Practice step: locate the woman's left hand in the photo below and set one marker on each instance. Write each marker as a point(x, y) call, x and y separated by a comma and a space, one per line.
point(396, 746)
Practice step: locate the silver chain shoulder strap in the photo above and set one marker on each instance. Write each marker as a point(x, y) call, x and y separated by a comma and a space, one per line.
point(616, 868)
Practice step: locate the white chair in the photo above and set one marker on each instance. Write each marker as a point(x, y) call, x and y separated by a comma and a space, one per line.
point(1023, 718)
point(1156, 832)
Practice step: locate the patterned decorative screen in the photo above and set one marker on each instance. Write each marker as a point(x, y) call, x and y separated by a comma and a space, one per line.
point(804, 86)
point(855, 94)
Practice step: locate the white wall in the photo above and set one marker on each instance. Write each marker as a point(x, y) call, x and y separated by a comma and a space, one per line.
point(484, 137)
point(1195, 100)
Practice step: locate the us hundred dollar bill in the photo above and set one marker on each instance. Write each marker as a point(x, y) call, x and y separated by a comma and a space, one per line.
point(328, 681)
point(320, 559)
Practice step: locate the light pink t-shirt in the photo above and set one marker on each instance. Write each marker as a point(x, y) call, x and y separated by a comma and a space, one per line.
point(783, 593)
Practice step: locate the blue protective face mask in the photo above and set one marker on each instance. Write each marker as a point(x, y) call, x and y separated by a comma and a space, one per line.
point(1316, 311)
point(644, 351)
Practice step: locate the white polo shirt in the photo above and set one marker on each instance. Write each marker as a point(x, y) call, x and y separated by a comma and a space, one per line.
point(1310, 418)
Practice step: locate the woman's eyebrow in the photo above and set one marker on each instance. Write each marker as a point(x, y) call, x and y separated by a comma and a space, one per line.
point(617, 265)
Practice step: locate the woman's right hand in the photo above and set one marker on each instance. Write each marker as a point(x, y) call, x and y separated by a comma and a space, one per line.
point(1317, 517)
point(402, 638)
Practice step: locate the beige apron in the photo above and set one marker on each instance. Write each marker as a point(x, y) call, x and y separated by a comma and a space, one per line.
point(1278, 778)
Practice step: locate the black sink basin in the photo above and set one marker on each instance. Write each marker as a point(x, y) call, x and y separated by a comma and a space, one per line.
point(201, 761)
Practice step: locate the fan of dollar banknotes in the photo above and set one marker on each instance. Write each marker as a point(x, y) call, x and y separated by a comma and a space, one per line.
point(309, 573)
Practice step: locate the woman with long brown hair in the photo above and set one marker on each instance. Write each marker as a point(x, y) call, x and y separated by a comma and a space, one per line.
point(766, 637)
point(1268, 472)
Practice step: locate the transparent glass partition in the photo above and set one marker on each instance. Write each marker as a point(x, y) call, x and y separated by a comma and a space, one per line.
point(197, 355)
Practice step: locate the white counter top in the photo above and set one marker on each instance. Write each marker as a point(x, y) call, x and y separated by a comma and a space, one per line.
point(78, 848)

→ INSTRUCTIONS TO FOLLOW:
Can you rewrite the listing above with every "marker" renamed to "pin" and nothing else changed?

→ WRITTEN REPLY:
Practice step: locate the woman's left hand in the photo below and set one pin on each instance. Write each pin as a point(x, y) call, x and y separated by a comma and a space, one per line.
point(396, 746)
Practice step: locate the silver chain shoulder strap in the photo above and set one pin on each instance. Write each pin as a point(x, y) call, x and y separated by a comma and a space, one per line.
point(616, 868)
Practice step: locate the white chair in the photo above and set one pin on each instance. Write each pin as a point(x, y) call, x and y separated by a comma and a space, one per line.
point(1023, 718)
point(1156, 832)
Practice step: locate the patterned decorative screen in the photo above and set one pin on each instance. Write each pin as a point(x, y) call, x and y separated by a comma and a space, one per line.
point(804, 86)
point(855, 94)
Practice step: locate the white wall in the photo above and set one pin on each instance. Write each pin as a point(x, y) call, x and y separated by a comma and a space, one per line.
point(484, 137)
point(1195, 100)
Practice step: locate the us hundred dollar bill in the photo above and set one pin on each instance. Write each pin as a point(x, y) call, x and y separated by a comma and a space, one per line.
point(328, 681)
point(320, 559)
Practice step: locate the light pink t-shirt in the photo above and set one pin on each instance. Write each pin as a point(x, y) call, x and y separated by a comma and a space, one per line.
point(783, 593)
Practice step: locate the blue protective face mask in the photo above and set one pin on each instance. Write each pin as a point(x, y) call, x and y separated by a comma and a space, one per line.
point(1316, 311)
point(644, 351)
Practice step: locate the white polo shirt in the photo above and set one pin on each instance. Write each pin as a point(x, y) call, x and y separated by a comma and a space, one per line.
point(1310, 418)
Practice step: locate the woman's eyebrow in the photo above and set one pin on each instance. Write each pin as a point(x, y) call, x and y separated by a comma and a space, one per line.
point(617, 265)
Practice step: locate the woman's right hand in the photo above and set one pin on each instance. Write each pin as a point(x, y) call, x and y separated by a comma and a space, one per line.
point(1317, 517)
point(402, 638)
Practice step: locate the beige apron in the photo above and set one pin on each instance. Write each pin as a point(x, y) call, x and y separated by a comma and a space, one per line.
point(1278, 778)
Practice step: locate the black sink basin in the photo above and set one pin on each instance. Write each pin as a point(x, y) call, x and y separated by a comma and a space, one per line.
point(201, 761)
Practice step: locate the fan of dollar banknotes in the photo above and set one pin on each instance. Write each pin as a point(x, y) call, x and y separated by a comma and a space, one per line.
point(309, 573)
Practice step: locate the woman with long brown hair in the photo above and set one pin on each instance. Write each pin as a point(x, y) call, x and y separated by a comma and a space, one per line.
point(766, 637)
point(1268, 472)
Practice step: locate the transparent glass partition in the photo above and set one pin on each instance. Write each pin as a point(x, y) call, x and y separated by a comma and a space, one per line.
point(197, 355)
Practice step: locate the white counter top in the photo above and set one pin on each instance. Write each pin as a point(x, y) call, x and y separated by a comma and a space, one per line.
point(78, 848)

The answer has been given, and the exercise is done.